[Dataset items]
=== Section Start ===
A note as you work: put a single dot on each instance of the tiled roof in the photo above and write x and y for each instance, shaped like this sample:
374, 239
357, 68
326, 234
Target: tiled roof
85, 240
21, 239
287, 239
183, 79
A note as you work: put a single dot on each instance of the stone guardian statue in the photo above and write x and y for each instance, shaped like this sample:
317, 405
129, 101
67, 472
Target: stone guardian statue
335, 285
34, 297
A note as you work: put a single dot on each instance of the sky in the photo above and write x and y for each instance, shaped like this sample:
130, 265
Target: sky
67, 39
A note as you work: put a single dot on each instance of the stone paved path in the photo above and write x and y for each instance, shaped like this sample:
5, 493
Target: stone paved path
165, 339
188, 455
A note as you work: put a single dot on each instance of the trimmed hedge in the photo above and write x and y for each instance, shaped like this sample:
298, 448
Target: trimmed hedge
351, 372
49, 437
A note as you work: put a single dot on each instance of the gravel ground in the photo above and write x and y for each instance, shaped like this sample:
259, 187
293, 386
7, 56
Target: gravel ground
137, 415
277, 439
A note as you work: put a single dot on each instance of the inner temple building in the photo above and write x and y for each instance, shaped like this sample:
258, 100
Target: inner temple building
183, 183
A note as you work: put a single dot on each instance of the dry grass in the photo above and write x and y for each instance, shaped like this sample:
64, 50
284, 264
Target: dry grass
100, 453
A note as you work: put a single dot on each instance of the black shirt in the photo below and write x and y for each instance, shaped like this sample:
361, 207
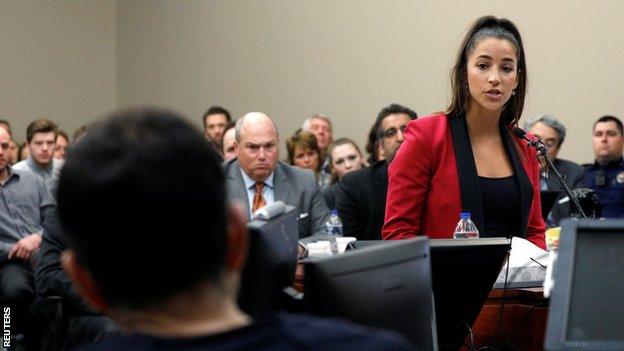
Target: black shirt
279, 332
501, 206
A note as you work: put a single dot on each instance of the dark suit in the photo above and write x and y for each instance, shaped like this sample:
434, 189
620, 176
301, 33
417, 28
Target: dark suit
572, 174
293, 186
84, 325
361, 201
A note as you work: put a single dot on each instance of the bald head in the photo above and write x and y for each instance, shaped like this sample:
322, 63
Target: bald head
256, 145
256, 121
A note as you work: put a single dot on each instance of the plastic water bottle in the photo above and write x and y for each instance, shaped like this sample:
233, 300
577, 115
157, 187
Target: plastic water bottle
333, 228
465, 228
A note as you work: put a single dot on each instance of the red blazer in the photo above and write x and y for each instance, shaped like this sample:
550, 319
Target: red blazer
426, 193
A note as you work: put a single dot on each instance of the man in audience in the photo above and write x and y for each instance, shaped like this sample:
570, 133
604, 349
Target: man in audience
188, 300
320, 125
25, 203
606, 174
361, 195
215, 121
257, 178
41, 139
229, 144
62, 140
552, 134
84, 325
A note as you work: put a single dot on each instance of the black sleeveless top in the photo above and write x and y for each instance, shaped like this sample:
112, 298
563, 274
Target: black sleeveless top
501, 205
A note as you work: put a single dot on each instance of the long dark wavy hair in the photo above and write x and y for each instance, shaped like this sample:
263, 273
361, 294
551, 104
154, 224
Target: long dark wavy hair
484, 28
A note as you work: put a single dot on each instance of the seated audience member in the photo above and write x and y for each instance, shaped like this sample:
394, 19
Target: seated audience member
41, 138
13, 147
320, 125
84, 325
79, 133
7, 125
188, 300
26, 202
256, 177
62, 140
361, 195
13, 152
344, 157
606, 175
23, 152
303, 152
552, 134
374, 148
229, 144
216, 120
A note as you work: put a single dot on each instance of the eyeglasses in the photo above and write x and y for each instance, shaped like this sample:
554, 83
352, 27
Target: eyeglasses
392, 131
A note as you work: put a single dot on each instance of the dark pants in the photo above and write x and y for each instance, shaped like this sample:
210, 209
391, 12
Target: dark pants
88, 329
17, 292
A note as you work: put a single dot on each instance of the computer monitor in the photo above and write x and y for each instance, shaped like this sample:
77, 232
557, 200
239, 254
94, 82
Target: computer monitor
464, 271
587, 305
271, 262
387, 286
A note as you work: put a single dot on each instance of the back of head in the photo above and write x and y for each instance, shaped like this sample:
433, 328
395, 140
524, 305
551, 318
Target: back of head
142, 199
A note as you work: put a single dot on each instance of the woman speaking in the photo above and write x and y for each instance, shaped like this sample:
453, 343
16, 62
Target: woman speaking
467, 159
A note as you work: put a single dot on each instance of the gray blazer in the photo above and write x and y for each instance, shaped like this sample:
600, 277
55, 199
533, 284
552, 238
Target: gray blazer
293, 186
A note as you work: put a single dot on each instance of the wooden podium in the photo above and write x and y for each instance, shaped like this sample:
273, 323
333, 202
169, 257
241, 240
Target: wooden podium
523, 323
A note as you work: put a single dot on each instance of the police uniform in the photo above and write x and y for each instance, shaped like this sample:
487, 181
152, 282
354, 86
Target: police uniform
608, 183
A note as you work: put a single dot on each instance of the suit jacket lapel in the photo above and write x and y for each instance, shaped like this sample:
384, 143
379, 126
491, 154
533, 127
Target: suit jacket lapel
237, 187
283, 190
469, 187
524, 184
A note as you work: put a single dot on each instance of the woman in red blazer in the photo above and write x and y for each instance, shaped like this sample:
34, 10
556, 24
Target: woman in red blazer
467, 160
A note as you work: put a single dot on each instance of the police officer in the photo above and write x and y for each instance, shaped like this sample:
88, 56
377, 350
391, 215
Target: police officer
606, 175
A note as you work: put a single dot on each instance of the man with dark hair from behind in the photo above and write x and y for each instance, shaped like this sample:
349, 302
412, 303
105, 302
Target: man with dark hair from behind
361, 195
156, 247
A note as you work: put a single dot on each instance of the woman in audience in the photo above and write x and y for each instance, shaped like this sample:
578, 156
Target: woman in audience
304, 152
467, 159
24, 151
344, 157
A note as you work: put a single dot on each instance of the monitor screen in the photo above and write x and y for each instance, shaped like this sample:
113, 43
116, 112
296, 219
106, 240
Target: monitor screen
271, 262
587, 304
386, 285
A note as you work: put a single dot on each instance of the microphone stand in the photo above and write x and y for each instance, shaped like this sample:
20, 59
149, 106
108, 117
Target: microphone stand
541, 152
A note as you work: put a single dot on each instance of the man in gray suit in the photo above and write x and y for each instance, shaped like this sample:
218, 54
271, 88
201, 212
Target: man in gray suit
552, 133
256, 177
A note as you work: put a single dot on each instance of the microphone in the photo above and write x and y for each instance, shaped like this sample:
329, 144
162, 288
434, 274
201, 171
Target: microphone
541, 152
535, 143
=== Section End ===
> [YOUR TASK]:
A word-for-word copy of the entries above is what is needed, without any images.

> [ANSWER TO THIS TASK]:
A note as you work: put a single dot on each instance of the tiled roof in the photo above and write x and y for each instance, shaped like this sample:
374, 239
357, 68
326, 234
Target: tiled roof
85, 240
21, 239
287, 239
183, 79
A note as you work: put a single dot on each instance of the stone guardian statue in the photo above and write x and y for each instance, shaped like this sample:
317, 405
129, 101
67, 472
Target: stone guardian statue
335, 285
34, 297
A note as you work: put a single dot on each instance of the sky in the photo above and write x and y for each instance, shaped like this sample:
130, 265
Target: sky
67, 39
A note as you work: put a single dot on each instance of the stone paved path in the photo above and write x and y for each instance, shaped like this sample:
5, 493
Target: stone paved path
165, 339
188, 455
A note as you work: put a single dot on each instance of the trimmed hedge in the photo above and write x and y for each instance, shaped like this sample:
298, 448
Target: trimmed hedge
351, 372
49, 437
A note as you work: put a single dot on each instance of the gravel ground in the photo above and write x and y for each instance, shaped like this sample:
259, 187
293, 386
7, 56
Target: gravel ground
137, 415
277, 439
A note as you work: put a single dot on each instance of the inner temple building in the photo above and write x and y for each instance, shaped like this sample:
258, 100
Target: inner temple building
183, 183
A note as you work: put a single dot on each instance of the dry grass in the photo above and write x and y for each instance, shaped like this sample:
64, 50
284, 264
Target: dry grass
100, 453
A note as you work: put a single dot on each instance of the black shirt in the photo below and write x and y for each instance, shaped like this sample:
361, 207
Target: black shirt
279, 332
501, 206
A note as you work: put a single dot on each instance of the dark suit in the photo above and write x and y for each instance, shaped like this sample:
434, 189
620, 176
301, 33
417, 28
Target: dark suit
572, 174
293, 186
84, 325
361, 201
A note as you work: put a single dot on each instance of the bald head in the photo above and write x and y for each instance, shaped like this sample:
322, 63
Target: bald head
256, 145
256, 121
A note as you work: put a single dot on each instance of the plastic water bottle in the photo above and write x and y for each instance, shaped like this sample:
233, 300
577, 115
157, 187
Target: plastic water bottle
333, 228
465, 228
A note as you work: put a single dot on each instance of the red blazer in the photo above and write x and y for each instance, shaped like this sample:
550, 319
Target: red blazer
426, 193
A note as you work: put a single dot on each instance of the man in audience in the photo above and write x and y for each instance, shaped like this sample:
570, 133
604, 349
Target: man in audience
188, 300
320, 125
25, 203
606, 174
361, 195
215, 121
257, 178
41, 139
229, 144
62, 140
552, 134
84, 325
A note as you work: put a single dot on each instance of the black sleeveless top in the photo above and write x and y for each instance, shaped like this sample:
112, 298
563, 274
Target: black sleeveless top
501, 205
A note as you work: put a single dot on each instance of the long dark wavy hair in the photo above and write x and y for each instance, shaped like this sample:
263, 273
361, 294
551, 104
154, 224
Target: long dark wavy hair
484, 28
A note as you work: put a single dot on each instance of the seated audience member in the photo above and write x and y for each instance, shaped like this sample:
394, 19
Target: seated audience member
41, 138
13, 147
320, 125
84, 325
79, 133
7, 125
188, 300
26, 202
256, 177
62, 140
361, 195
13, 152
344, 157
606, 175
23, 152
303, 152
552, 134
374, 148
229, 144
216, 120
A note as you work: put a single dot on each instance of the eyeglasses in the photo above and write x and y for each instance, shaped like this sample:
554, 83
352, 27
Target: eyeglasses
392, 131
A note as you work: put a single dot on each instance of the dark pants in the photo above and write x and y for each instance, shaped like this sample:
210, 209
391, 12
Target: dark pants
88, 329
17, 292
A note as you work: put a single dot on each instance of the computer monitor in the photo above and write x and y for each instance, shaped like this sample:
77, 232
557, 200
239, 254
94, 82
Target: computer monitor
464, 271
587, 305
271, 262
387, 286
A note as you work: put a single dot on each instance of the back of head in the photo above and write x and y for each instance, shaped like this sample:
433, 328
395, 140
524, 305
551, 318
Target: back of head
142, 199
A note as you work: put a single dot on each instance of the woman speaking in the photo above and write x and y for each instance, shaped like this sample:
453, 343
16, 62
Target: woman speaking
467, 159
A note as you work: put a single dot on each instance of the gray blazer in the photo above and write x and y for each instance, shaped like this sample:
600, 277
55, 199
533, 284
552, 238
Target: gray blazer
293, 186
A note as you work: put a single dot on each instance of the wooden podium in the photo above and write x and y for each instance, shaped like this sample:
273, 323
333, 202
169, 257
241, 240
Target: wooden podium
523, 323
A note as you work: put a single dot on each instance of the police uniform in the photo above and write x and y for each instance, shaped like this sample:
487, 181
152, 282
354, 86
Target: police uniform
608, 183
A note as you work: put a single dot on each instance of the suit jacket lapel in the photo above and write x and y for each instance, shaped like this sample:
384, 143
379, 126
491, 154
533, 127
Target: suit jacket lapel
237, 187
283, 190
469, 187
524, 184
A note as you work: put a single dot on each instance of the woman in red blazer in the photo above and write x and y for each instance, shaped like this sample:
34, 10
556, 24
Target: woman in red blazer
467, 160
A note as you work: put a single dot on each instance of the police officer in the photo above and write x and y for each instance, shaped like this sample:
88, 56
377, 350
391, 215
Target: police officer
606, 175
A note as you work: put a single dot on each instance of the man with dark hair from behind in the photo above and write x and y for each instance, shaped like this sample:
349, 302
412, 303
105, 302
Target: man with dark hair from behind
361, 195
156, 247
A note as you work: put a single dot on each instance of the woman in audience in the photo above and write x and y for each instance, shaped like this sample:
578, 156
Target: woman in audience
304, 152
467, 159
24, 151
344, 157
A note as you work: put a single dot on each instance of the monitor screen in the photo above and write x and y for each instance, shaped like this sample:
113, 43
116, 112
296, 219
106, 240
Target: monitor screen
271, 262
587, 304
386, 285
A note as you work: put a single dot on each instance of the microphone stand in the photo above and write x and y for each instance, shaped like this sample:
20, 59
149, 106
108, 117
Target: microphone stand
541, 152
A note as you work: put a single dot on each instance of the man in gray suit in the photo above and write x and y for each instance, shaped like this sample:
218, 54
271, 88
201, 212
Target: man in gray suit
552, 133
256, 177
A note as you work: put a single dot on each instance of the microphone in the photo above and write x and y for each instance, shaped like this sample:
329, 144
162, 288
434, 274
201, 171
Target: microphone
541, 152
535, 143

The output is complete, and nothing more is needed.